ASSIGNED TASK
Print the line that contains "Exercise. Spot the paved" and every line that follows it in the data below, ending with the final line; include nothing else.

RECORDS PROVIDED
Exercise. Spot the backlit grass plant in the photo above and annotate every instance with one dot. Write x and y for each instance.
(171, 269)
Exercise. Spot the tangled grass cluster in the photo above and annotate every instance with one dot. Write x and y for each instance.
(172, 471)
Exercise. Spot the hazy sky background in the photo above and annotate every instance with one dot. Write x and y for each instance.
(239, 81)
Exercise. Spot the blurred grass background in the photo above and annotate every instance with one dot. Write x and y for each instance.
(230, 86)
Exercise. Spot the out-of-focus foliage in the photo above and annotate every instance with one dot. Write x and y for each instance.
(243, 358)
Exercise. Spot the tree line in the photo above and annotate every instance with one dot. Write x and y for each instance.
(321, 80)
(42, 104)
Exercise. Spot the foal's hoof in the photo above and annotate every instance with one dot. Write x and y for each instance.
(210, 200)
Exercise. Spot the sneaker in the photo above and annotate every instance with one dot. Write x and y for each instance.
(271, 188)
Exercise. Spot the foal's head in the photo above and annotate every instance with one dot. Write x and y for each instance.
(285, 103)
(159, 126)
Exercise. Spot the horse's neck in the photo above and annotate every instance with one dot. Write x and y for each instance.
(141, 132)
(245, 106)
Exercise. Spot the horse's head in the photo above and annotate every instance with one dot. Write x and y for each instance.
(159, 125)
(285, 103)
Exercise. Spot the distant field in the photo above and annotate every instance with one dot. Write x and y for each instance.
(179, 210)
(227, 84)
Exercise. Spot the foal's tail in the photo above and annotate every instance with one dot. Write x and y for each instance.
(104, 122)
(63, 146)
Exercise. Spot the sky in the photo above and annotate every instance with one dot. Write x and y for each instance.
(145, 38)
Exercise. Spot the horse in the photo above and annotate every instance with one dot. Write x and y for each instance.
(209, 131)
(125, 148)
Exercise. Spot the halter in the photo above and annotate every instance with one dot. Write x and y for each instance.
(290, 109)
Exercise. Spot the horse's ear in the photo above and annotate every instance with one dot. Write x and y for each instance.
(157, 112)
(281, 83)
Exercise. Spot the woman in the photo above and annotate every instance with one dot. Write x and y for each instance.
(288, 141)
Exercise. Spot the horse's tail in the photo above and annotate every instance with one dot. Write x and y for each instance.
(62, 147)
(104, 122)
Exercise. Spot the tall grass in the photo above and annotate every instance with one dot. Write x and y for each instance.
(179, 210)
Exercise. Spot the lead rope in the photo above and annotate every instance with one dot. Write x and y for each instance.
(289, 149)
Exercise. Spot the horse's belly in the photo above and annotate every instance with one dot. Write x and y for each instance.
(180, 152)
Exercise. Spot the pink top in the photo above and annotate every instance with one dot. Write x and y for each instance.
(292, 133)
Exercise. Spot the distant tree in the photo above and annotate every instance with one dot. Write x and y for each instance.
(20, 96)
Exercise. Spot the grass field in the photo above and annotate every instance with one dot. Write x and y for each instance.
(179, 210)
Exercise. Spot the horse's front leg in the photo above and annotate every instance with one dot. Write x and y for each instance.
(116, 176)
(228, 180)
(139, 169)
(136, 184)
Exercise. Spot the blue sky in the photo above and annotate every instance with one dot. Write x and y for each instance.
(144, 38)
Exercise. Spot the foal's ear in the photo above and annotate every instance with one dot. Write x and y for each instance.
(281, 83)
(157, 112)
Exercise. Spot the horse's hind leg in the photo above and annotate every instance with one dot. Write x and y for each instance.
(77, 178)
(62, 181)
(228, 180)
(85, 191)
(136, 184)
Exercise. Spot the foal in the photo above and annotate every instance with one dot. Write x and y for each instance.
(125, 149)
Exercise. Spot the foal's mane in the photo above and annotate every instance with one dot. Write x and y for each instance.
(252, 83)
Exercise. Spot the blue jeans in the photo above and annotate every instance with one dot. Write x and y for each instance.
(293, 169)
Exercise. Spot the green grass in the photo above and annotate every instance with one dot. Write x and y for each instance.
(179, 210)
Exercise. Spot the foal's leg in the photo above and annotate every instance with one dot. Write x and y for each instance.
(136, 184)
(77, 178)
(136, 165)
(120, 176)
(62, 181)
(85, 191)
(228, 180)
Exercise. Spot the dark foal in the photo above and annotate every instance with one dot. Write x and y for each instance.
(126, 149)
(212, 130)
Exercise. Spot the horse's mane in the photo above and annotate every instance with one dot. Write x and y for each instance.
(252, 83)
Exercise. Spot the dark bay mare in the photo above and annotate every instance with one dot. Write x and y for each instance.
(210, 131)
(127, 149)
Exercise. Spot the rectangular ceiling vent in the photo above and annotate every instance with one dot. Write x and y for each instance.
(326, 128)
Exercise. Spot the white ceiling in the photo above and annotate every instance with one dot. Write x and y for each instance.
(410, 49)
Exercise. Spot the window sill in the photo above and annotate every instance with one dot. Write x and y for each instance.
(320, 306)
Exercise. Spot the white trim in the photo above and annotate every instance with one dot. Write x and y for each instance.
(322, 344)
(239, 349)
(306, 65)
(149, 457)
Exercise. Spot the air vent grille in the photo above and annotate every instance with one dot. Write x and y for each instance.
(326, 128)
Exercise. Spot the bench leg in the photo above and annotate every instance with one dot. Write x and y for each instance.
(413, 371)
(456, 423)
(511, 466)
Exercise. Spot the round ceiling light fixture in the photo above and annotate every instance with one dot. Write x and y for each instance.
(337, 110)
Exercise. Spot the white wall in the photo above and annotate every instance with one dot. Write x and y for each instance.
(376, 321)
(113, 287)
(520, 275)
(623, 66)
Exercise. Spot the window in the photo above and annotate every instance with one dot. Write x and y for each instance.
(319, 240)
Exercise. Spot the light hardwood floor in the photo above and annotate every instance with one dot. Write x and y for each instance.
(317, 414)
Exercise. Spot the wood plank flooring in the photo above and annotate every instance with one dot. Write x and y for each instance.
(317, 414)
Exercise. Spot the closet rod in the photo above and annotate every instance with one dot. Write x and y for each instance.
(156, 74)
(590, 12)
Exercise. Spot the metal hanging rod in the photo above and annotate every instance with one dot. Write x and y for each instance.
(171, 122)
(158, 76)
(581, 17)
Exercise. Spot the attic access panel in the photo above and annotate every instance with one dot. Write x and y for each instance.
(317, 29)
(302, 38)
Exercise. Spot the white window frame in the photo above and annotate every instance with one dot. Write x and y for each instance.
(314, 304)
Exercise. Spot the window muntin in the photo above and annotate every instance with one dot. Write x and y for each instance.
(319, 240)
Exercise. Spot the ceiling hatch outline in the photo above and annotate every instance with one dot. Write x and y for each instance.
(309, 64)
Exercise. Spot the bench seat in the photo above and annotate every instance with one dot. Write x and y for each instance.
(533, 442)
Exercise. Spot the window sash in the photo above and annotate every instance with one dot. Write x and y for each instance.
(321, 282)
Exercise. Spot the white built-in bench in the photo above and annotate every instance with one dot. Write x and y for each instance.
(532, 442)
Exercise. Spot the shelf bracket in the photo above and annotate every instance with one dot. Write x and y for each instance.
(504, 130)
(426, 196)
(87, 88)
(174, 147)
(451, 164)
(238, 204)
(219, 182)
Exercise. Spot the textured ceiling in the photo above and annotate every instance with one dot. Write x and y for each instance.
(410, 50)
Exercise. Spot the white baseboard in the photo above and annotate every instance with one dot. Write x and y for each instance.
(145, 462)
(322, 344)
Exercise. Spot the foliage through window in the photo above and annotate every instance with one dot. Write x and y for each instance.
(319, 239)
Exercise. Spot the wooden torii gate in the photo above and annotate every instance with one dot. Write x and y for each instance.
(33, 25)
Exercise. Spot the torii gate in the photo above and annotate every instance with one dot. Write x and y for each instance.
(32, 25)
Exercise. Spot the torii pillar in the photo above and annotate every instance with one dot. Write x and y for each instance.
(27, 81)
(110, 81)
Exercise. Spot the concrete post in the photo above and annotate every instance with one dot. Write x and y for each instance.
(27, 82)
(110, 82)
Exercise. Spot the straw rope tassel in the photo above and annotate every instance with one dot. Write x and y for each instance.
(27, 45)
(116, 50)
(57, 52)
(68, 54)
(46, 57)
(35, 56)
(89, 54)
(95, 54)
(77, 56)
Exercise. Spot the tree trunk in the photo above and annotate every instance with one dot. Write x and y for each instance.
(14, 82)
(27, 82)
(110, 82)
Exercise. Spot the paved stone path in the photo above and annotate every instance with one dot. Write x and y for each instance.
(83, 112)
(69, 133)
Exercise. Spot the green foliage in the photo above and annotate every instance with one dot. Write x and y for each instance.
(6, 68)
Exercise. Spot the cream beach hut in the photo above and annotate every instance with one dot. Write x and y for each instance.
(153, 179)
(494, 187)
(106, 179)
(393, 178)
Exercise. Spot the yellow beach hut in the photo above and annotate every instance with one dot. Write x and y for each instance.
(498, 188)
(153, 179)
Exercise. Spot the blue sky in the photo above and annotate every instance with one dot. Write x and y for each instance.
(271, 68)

SOLUTION TO THIS TASK
Exercise. Spot the paved stone path in the photo above and annotate every instance with one dot. Write x and y for each instance.
(83, 112)
(69, 133)
Exercise. Spot the green foliage in the photo above and annotate every instance with one dot. Write x and y for each instance.
(6, 68)
Exercise. Spot the cream beach hut in the photo above and annotate every instance with one dot. Write x and y for each instance.
(153, 179)
(494, 187)
(106, 179)
(393, 178)
Exercise. Spot the yellow beach hut in the photo above and annotate every instance with one dot. Write x and y for each instance.
(498, 188)
(153, 179)
Exercise. Spot the blue sky in the photo above and annotate every instance with one dot. Write x and y for each instance.
(271, 68)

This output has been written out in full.